◆ Instruction:
Take the line that contains "Could you point out the double" and each line after it in the material below, and transcribe them exactly, stopping at the end.

◆ Data for this task:

--- begin ---

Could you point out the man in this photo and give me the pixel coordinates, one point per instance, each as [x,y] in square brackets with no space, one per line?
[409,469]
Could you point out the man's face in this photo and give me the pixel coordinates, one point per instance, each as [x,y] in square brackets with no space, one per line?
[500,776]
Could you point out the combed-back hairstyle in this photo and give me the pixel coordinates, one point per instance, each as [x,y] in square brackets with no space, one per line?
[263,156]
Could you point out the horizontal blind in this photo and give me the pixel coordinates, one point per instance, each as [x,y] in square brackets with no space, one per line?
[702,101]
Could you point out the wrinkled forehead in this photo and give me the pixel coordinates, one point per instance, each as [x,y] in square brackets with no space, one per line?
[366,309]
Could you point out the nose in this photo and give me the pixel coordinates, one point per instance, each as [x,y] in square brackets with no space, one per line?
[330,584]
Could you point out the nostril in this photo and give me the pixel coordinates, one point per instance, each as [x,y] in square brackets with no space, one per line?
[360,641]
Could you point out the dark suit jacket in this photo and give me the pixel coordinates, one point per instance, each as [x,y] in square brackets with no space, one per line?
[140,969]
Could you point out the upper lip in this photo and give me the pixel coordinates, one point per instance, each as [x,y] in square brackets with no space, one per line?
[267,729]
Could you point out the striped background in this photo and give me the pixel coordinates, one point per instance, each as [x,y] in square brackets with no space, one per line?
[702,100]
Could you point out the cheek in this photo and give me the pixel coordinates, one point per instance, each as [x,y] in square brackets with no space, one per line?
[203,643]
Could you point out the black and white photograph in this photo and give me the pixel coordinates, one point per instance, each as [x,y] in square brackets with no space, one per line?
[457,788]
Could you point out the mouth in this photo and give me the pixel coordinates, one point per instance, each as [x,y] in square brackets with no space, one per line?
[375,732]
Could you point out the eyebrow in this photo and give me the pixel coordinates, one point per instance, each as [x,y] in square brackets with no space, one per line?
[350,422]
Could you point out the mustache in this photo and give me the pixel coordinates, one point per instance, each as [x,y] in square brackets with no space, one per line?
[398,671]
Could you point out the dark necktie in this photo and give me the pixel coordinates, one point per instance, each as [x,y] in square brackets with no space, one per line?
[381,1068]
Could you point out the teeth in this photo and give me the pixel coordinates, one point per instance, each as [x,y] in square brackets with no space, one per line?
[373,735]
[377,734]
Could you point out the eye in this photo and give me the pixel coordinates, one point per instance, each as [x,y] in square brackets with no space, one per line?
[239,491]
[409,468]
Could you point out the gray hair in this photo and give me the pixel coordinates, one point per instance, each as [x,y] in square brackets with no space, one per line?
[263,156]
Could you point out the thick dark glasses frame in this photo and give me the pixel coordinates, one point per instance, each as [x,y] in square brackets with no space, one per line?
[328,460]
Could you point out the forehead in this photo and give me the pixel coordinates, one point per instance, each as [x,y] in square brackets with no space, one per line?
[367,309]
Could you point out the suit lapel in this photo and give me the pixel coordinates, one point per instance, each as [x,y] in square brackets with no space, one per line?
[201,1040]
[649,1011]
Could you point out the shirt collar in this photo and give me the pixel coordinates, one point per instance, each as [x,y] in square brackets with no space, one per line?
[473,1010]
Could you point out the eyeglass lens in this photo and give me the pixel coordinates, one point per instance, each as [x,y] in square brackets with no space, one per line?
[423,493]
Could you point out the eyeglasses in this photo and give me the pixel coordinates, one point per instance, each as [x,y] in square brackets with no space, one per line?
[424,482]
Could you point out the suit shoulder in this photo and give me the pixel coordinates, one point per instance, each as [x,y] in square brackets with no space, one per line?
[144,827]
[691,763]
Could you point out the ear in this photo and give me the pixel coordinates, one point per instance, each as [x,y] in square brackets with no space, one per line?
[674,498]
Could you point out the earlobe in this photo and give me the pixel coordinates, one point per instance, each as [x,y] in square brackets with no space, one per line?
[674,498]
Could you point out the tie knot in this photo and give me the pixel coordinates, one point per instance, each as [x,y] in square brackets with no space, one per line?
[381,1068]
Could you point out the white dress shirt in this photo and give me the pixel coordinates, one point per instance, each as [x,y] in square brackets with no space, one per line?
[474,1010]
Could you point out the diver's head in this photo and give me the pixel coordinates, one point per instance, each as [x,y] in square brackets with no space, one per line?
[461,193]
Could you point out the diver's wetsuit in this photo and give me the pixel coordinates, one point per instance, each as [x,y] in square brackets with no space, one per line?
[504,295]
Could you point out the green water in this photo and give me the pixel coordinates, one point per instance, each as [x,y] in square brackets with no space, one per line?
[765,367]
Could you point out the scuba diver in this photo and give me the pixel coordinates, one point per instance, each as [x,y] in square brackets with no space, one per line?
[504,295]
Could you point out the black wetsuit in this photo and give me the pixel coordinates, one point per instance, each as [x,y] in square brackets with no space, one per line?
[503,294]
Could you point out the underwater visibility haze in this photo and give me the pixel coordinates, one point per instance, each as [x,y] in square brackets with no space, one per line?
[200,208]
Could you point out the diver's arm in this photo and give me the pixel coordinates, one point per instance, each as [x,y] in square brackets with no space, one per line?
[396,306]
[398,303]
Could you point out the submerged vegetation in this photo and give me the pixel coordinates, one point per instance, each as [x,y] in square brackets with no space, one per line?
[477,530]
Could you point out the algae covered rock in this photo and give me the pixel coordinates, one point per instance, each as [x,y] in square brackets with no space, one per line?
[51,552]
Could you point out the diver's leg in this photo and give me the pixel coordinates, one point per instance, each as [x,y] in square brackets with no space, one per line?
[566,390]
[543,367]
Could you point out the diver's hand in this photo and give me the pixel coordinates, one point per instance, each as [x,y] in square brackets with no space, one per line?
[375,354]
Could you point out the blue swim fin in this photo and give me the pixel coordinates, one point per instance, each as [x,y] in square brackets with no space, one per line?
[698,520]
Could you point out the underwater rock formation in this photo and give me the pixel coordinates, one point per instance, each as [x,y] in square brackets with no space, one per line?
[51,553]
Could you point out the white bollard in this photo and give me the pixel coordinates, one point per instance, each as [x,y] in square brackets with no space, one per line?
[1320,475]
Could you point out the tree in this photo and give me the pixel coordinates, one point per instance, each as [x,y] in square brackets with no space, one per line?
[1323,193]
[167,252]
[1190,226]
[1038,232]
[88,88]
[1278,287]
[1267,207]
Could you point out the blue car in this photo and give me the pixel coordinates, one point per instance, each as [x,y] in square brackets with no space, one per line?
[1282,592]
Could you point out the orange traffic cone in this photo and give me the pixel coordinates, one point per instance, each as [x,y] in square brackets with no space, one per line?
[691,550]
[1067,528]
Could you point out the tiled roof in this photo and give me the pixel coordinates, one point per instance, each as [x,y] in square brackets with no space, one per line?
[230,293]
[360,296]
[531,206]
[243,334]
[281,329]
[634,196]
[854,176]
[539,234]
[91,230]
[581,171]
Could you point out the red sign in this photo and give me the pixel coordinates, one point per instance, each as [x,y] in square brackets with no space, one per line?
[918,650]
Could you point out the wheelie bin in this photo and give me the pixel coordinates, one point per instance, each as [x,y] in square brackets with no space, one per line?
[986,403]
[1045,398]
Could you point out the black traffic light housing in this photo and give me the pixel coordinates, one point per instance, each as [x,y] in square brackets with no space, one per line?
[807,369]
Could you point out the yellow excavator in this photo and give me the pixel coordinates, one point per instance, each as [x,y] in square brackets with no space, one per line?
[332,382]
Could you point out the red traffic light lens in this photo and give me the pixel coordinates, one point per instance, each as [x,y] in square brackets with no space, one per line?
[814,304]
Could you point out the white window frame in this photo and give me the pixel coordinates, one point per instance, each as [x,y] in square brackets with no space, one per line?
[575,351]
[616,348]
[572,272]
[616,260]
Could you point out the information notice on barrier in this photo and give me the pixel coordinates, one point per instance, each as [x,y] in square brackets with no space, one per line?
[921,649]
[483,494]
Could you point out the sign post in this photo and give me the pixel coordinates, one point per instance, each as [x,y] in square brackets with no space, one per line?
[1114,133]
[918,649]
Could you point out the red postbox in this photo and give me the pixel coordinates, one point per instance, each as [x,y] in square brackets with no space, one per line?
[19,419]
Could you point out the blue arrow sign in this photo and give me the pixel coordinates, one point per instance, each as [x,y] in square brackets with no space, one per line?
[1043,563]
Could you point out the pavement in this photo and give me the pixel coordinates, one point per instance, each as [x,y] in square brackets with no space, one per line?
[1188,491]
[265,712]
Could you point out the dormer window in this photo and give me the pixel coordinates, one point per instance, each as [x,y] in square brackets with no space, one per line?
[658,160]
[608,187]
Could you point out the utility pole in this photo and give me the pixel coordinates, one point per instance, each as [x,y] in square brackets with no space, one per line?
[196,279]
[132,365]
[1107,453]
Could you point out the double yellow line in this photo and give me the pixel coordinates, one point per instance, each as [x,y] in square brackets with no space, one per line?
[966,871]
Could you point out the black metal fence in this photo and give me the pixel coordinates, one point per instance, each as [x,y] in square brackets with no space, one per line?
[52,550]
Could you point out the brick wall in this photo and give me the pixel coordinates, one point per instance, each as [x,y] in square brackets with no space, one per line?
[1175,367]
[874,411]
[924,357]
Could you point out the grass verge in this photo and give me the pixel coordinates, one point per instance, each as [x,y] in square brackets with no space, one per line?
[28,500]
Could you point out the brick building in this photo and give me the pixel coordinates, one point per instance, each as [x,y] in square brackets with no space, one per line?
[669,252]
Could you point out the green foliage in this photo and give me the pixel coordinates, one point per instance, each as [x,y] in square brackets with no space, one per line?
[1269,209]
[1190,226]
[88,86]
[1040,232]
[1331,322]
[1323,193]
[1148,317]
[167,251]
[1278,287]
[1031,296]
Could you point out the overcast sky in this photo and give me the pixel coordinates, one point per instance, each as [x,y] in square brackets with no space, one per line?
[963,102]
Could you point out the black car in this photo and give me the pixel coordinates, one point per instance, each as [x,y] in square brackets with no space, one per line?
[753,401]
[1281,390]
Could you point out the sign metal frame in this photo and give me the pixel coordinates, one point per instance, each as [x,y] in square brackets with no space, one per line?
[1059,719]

--- end ---

◆ Answer to the problem:
Could you point out the double yellow line in this photo and give me the pixel coordinates, one point per instance, each as [x,y] in square brackets with no space, one per line?
[966,871]
Could you point out the black metal fence in this photo and give me the pixel coordinates, one point per instance, each as [x,y] in square brackets with no space, one per line?
[52,550]
Could you point out the brick wall in this photo and give me the pixel coordinates, one point per instance, each as [x,y] in square brackets with no space, one per line?
[1175,367]
[874,411]
[924,357]
Could you point out the grass verge in this photo and give me the pixel coordinates, one point per instance, each as [x,y] in square brackets with no space, one per line?
[28,500]
Could you point out the brick building in this photo and give me the pixel coordinates, one point per instance, each as [x,y] in square brackets with no space, one per line?
[669,252]
Could you point out the green foliage in this photo and give me the pixel coordinates, one point per instance, each as [x,y] in square brackets with no space, one per line?
[1269,209]
[1190,226]
[88,86]
[1040,232]
[1331,322]
[1323,193]
[1148,317]
[167,251]
[1278,287]
[1031,296]
Could you point out the overcast sky in this photo and give me the pixel coordinates, one point per instance, each as [x,y] in square brackets with no space, one per line?
[963,102]
Could you point out the black car in this photo and give me the pixel coordinates, one point per instance, each as [x,y] in square brackets with no space, one per line?
[753,401]
[1281,390]
Could you point out the sign metal frame in this photo and give me the pixel coordinates, one point per instance, each as [x,y] in square brackets with no space, one per line?
[1059,719]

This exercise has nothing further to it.